**** THE INPUT ****

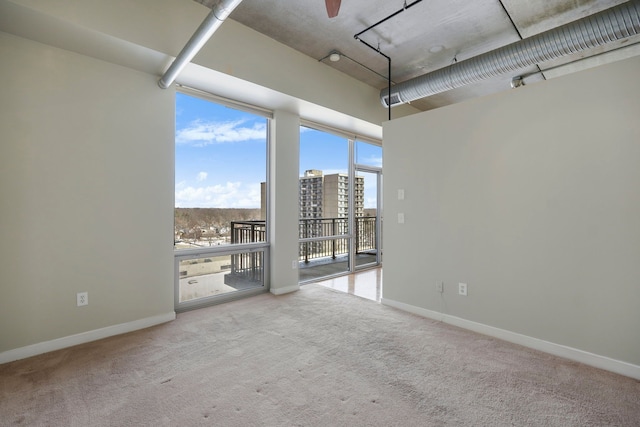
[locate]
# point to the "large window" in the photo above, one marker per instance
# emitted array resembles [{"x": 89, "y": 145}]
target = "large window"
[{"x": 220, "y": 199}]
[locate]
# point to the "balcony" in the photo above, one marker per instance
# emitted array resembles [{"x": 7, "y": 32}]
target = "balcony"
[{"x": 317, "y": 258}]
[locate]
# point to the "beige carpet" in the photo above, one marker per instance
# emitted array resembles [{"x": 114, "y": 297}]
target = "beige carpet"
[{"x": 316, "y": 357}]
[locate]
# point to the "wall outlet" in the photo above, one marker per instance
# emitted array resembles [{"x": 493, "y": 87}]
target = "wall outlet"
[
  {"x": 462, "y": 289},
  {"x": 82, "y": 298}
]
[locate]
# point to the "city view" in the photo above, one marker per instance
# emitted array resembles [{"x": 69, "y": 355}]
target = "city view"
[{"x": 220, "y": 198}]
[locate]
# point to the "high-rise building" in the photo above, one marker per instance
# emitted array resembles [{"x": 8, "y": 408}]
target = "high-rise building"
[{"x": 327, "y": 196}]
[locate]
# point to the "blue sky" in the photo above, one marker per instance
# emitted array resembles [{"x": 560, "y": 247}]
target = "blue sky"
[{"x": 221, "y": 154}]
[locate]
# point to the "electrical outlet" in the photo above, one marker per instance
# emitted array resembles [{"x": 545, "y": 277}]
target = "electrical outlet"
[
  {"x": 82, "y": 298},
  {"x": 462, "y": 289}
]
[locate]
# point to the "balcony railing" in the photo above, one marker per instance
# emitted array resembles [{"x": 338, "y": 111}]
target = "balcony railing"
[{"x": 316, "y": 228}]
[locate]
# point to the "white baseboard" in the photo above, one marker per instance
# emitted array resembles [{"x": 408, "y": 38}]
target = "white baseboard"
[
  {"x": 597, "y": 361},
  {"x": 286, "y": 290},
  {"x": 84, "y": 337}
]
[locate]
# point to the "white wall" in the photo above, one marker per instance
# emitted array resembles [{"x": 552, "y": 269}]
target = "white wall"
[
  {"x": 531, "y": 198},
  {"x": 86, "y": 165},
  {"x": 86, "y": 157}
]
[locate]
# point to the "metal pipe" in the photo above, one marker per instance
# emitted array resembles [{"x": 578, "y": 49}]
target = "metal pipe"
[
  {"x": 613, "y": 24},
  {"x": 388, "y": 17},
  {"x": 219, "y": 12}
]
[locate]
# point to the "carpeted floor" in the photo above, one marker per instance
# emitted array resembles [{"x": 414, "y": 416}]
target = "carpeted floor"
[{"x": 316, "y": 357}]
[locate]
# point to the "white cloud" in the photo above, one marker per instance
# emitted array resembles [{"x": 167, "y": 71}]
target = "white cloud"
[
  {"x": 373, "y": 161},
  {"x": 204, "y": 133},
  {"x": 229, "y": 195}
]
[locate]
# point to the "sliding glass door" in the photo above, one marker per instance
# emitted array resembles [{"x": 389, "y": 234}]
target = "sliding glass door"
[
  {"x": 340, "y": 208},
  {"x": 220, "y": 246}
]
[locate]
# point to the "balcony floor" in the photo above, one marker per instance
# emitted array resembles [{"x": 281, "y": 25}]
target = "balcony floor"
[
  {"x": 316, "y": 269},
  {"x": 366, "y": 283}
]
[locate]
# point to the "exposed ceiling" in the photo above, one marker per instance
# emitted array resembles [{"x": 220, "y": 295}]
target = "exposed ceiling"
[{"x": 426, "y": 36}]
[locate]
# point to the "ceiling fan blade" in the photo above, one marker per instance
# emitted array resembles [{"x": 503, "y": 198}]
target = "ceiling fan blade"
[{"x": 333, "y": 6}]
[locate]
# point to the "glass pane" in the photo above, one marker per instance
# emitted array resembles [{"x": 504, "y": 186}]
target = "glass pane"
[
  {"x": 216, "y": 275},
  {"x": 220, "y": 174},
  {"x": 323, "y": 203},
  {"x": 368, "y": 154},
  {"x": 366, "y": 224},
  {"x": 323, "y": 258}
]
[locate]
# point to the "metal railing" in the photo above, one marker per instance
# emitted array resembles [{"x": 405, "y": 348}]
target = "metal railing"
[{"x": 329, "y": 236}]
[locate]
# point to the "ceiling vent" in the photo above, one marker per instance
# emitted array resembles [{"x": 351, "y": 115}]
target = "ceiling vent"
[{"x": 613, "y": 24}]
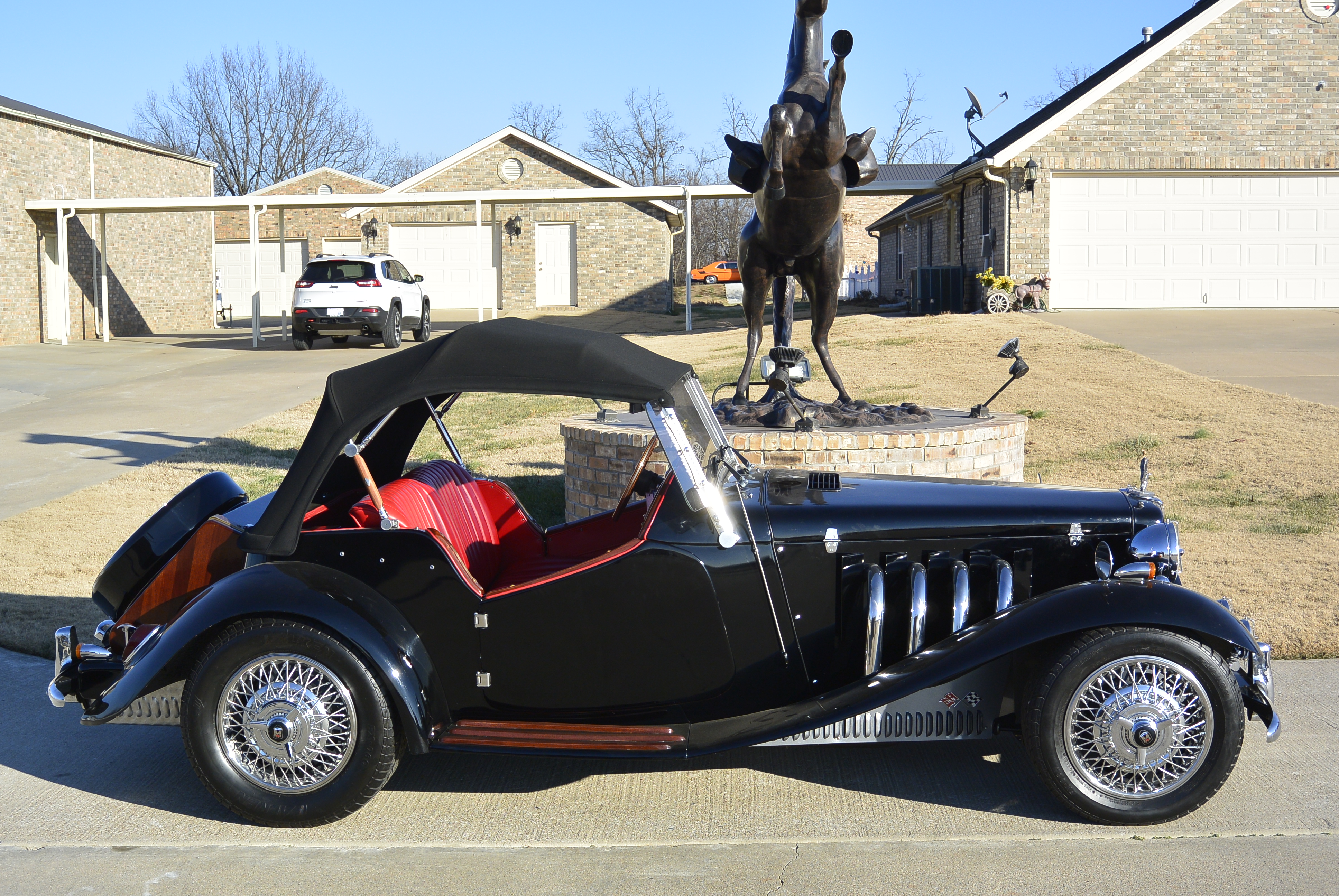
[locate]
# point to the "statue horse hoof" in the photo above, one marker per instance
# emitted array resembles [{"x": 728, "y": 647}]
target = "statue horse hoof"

****

▸ **TASK DESCRIPTION**: Hand back all the entries exactly, leaving out the pictures.

▸ **ANSWER TO THE EXERCISE**:
[locate]
# point to the "large window" in the photo above, one marker per instance
# emitted array resembles [{"x": 89, "y": 145}]
target = "large window"
[{"x": 220, "y": 199}]
[locate]
# point to the "balcony" in the photo above, one marker per instance
# emitted array resembles [{"x": 7, "y": 32}]
target = "balcony"
[{"x": 317, "y": 258}]
[locate]
# point to the "beige carpet" in the photo above, one marker per instance
# emitted array resembles [{"x": 114, "y": 297}]
target = "beige carpet"
[{"x": 316, "y": 357}]
[locate]
# point to the "wall outlet" in the photo above, one marker per instance
# emitted array resembles [{"x": 493, "y": 87}]
target = "wall outlet"
[
  {"x": 462, "y": 289},
  {"x": 82, "y": 298}
]
[locate]
# point to the "city view" in the photo above, one marker per instance
# emitted array resembles [{"x": 69, "y": 355}]
target = "city view"
[{"x": 220, "y": 198}]
[locate]
# point to the "high-rise building" in the photo above, one marker per instance
# emitted array resembles [{"x": 8, "y": 408}]
target = "high-rise building"
[{"x": 327, "y": 196}]
[locate]
# point to the "blue sky" in the photo above, one marker per instance
# emitted array resembles [{"x": 560, "y": 247}]
target = "blue sky"
[{"x": 221, "y": 154}]
[locate]
# point to the "electrical outlet" in the photo above, one marker per instance
# emitted array resembles [{"x": 545, "y": 277}]
target = "electrical outlet"
[
  {"x": 82, "y": 298},
  {"x": 462, "y": 289}
]
[locate]
# point to the "balcony railing" in the photo above, one marker per instance
# emitted array resembles [{"x": 338, "y": 111}]
target = "balcony railing"
[{"x": 316, "y": 228}]
[locate]
# point to the "white baseboard" in the photo above, one marker per instance
# emitted array resembles [{"x": 408, "y": 38}]
target = "white baseboard"
[
  {"x": 597, "y": 361},
  {"x": 286, "y": 290},
  {"x": 84, "y": 337}
]
[locate]
# point to the "white wall" in the photo above, one marker per instance
# emitted array resembles [{"x": 552, "y": 269}]
target = "white wall"
[
  {"x": 531, "y": 198},
  {"x": 86, "y": 165},
  {"x": 86, "y": 157}
]
[locate]
# point to the "metal pipe" in the photo above, one marker per instance
# emitted array resembles [{"x": 578, "y": 49}]
target = "metal pipe"
[
  {"x": 613, "y": 24},
  {"x": 388, "y": 17},
  {"x": 219, "y": 12}
]
[locate]
# point to the "carpeted floor" in the photo above, one marker per instance
# emitted array resembles [{"x": 414, "y": 416}]
target = "carpeted floor"
[{"x": 316, "y": 357}]
[locate]
# point to the "white cloud" in the photo above, one marker per instance
# emitted array resembles [{"x": 167, "y": 71}]
target = "white cloud"
[
  {"x": 373, "y": 161},
  {"x": 204, "y": 133},
  {"x": 229, "y": 195}
]
[locate]
# point to the "sliding glass door" in the photo above, one marker per instance
# emitted array resembles [{"x": 389, "y": 234}]
target = "sliding glass door"
[
  {"x": 340, "y": 208},
  {"x": 220, "y": 246}
]
[locate]
# point to the "balcony floor" in the photo above, one marker per instance
# emitted array resembles [{"x": 281, "y": 25}]
target = "balcony floor"
[
  {"x": 316, "y": 269},
  {"x": 366, "y": 283}
]
[locate]
# point to the "exposed ceiling" in the photo above, one marker per instance
# emitted array resembles [{"x": 220, "y": 295}]
target = "exposed ceiling"
[{"x": 426, "y": 36}]
[locate]
# point to the "ceiling fan blade" in the photo above, one marker per instance
# emitted array resembles [{"x": 503, "y": 198}]
target = "ceiling fan blade"
[{"x": 333, "y": 6}]
[locate]
# point to the "glass pane" in the photo above, one marker per instance
# emitted array resembles [{"x": 504, "y": 186}]
target = "glass pane"
[
  {"x": 216, "y": 275},
  {"x": 220, "y": 174},
  {"x": 323, "y": 203},
  {"x": 368, "y": 154},
  {"x": 366, "y": 224},
  {"x": 323, "y": 258}
]
[locate]
# point to the "metal railing" in the photo above, one marker per instance
# emitted array resembles [{"x": 405, "y": 348}]
target = "metal railing"
[{"x": 329, "y": 236}]
[locate]
# point to the "ceiling vent" in the photo above, one marker per instance
# emitted array resembles [{"x": 351, "y": 115}]
target = "ceiling vent"
[{"x": 613, "y": 24}]
[locate]
# point to the "statue horse hoof" in the photo above, one marker per instance
# emitted array resembles [{"x": 728, "y": 647}]
target = "statue horse hoof"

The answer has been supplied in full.